The Baltimore-born Smith painted his way through old Mexico, enjoying the shelter of his white umbrella as he sketched village squares and attracted onlookers…Refreshingly absent from Smith’s book is the condescension so common in nineteenth-century travelogues. Smith accepted Mexicans as they were, as equals and potential friends. “Oh! the charm of this semi-tropical Spanish life! The balconies above the patios trellised with flowers; the swinging hammocks; the slow plash of the fountains; the odor of jasmine wet with dew….” I was there, in long-ago Guanajuato, with Smith.

In this book, there are several literary sketches of Mexico, including snapshots of experiences among the streets and country of Guanajuato, Silao, Querétaro, Zacatécas, Toluca, Morelia, Pátzcuaro, and Tzintzuntzán. Of course by this time, the country had been assimilated by the Spanish Catholics, so the writer’s perceptions are flavored by that.

Smith was also an artist and engineer (his collection includes many sketches), and he built the foundation for the Statue of Liberty.

The first sentence is:

This morning I am wandering about Guanajuato. It is a grotesque, quaint, old mining town, near the line of the Mexican Central Railroad, within a day’s journey of the City of Mexico.

One thing that struck me when reading is that, although written without such detail as travel writer James Michener, I got a scent of his style in this author’s writing.

TASK DIRECTIONS
According to the review of Smith's book on Mexico above, what did Smith build the foundation for?

[Stored records]
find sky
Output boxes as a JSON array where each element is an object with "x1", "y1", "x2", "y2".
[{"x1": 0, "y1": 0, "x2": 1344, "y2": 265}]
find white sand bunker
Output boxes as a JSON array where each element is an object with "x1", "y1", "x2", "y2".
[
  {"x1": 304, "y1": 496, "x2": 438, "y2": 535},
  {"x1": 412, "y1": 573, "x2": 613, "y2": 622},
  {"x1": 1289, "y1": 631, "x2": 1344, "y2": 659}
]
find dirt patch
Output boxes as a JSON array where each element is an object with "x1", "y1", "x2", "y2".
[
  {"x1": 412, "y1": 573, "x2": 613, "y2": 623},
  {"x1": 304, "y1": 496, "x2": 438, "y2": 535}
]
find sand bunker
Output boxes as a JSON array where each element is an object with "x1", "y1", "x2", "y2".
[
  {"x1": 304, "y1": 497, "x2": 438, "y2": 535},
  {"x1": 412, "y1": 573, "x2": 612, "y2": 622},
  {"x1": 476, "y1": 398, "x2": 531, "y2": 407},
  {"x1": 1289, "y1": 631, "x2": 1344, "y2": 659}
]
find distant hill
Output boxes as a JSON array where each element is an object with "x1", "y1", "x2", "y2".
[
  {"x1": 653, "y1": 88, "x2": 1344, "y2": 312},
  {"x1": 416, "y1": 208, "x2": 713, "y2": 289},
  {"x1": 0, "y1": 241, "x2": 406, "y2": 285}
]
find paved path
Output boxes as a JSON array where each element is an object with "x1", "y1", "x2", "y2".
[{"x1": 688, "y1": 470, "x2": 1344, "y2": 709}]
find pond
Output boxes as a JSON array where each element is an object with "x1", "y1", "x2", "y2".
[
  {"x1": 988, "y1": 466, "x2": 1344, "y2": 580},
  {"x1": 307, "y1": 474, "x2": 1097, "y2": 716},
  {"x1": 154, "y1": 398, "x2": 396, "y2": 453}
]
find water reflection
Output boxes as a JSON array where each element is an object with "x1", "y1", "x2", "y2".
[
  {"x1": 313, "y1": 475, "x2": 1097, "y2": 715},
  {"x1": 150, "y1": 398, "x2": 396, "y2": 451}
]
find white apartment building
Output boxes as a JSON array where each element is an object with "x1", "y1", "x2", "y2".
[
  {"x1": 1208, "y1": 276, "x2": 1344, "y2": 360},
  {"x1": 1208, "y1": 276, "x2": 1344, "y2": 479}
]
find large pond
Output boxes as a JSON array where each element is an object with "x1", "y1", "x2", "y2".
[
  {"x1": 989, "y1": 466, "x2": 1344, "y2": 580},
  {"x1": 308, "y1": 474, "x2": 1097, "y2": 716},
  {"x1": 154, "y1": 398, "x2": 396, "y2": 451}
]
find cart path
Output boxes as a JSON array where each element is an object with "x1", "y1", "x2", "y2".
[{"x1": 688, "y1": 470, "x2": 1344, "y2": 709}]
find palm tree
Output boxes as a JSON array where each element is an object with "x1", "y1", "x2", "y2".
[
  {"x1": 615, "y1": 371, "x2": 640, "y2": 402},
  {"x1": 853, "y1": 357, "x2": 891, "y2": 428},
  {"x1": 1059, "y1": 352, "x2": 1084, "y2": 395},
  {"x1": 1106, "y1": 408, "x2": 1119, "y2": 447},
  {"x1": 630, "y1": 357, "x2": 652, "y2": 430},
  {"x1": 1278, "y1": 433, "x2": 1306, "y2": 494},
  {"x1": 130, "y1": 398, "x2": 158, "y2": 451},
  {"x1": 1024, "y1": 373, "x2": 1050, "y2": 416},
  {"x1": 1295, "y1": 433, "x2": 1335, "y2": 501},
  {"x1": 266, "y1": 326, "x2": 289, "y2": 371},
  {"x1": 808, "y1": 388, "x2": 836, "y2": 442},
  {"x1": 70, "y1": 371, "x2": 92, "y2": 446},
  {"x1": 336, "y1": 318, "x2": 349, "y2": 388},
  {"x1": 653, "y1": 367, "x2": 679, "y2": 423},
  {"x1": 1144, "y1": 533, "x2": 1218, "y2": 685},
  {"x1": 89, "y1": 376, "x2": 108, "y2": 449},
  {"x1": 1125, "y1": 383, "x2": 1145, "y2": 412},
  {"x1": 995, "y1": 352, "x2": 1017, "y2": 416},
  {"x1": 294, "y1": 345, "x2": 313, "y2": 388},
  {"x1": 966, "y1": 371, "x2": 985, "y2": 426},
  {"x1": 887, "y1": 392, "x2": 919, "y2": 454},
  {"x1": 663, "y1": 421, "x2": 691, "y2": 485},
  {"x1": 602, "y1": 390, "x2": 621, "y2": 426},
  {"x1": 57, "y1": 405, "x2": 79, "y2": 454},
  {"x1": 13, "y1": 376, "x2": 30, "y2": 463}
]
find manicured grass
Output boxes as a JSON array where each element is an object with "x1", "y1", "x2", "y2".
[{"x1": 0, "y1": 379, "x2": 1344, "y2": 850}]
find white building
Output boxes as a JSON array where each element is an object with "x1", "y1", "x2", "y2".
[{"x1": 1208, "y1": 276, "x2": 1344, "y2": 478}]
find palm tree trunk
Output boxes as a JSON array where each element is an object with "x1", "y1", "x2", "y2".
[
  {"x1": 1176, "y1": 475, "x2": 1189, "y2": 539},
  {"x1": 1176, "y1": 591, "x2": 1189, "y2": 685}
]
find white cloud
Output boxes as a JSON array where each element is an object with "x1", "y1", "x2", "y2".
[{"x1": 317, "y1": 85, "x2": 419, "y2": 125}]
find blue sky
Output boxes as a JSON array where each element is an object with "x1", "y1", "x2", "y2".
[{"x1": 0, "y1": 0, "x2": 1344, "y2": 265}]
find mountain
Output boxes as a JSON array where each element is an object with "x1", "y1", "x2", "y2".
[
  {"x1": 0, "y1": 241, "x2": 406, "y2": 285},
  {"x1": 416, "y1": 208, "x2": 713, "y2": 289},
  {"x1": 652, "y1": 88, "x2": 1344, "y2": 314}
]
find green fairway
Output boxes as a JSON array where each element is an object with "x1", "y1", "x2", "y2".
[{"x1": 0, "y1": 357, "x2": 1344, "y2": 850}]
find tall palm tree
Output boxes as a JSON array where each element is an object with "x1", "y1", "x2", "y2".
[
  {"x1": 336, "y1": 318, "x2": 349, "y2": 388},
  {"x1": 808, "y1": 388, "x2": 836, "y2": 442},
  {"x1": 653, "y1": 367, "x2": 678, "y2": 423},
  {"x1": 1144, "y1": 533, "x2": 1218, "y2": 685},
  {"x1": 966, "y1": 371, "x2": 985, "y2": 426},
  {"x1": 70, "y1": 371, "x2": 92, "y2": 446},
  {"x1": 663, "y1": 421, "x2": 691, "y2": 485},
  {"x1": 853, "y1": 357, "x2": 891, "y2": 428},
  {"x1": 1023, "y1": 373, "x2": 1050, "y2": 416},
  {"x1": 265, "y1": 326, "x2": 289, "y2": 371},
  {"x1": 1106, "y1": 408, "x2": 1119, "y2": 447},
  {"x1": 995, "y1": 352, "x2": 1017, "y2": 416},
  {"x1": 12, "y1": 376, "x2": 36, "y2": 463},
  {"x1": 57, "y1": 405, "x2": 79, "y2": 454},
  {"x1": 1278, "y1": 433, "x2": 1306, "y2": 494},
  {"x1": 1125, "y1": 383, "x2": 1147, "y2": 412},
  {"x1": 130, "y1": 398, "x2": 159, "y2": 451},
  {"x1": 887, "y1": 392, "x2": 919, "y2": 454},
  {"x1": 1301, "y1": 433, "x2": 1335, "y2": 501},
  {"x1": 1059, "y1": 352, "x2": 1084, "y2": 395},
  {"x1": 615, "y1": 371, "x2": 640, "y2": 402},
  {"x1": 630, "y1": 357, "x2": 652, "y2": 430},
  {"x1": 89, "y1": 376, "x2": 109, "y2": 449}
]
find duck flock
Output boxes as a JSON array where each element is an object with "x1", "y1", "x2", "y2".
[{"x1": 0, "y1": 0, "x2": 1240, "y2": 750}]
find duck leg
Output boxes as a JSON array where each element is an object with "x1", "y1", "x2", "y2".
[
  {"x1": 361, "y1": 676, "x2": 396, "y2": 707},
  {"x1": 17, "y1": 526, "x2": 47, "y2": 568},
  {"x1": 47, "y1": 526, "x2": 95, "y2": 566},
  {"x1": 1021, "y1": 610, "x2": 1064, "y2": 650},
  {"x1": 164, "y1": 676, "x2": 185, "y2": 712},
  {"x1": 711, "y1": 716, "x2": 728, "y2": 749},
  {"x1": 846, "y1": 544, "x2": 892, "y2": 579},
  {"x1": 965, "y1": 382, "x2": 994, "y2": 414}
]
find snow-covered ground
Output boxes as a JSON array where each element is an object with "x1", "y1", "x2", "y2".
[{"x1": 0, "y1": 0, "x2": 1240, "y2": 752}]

CORRECT RESPONSE
The Statue of Liberty.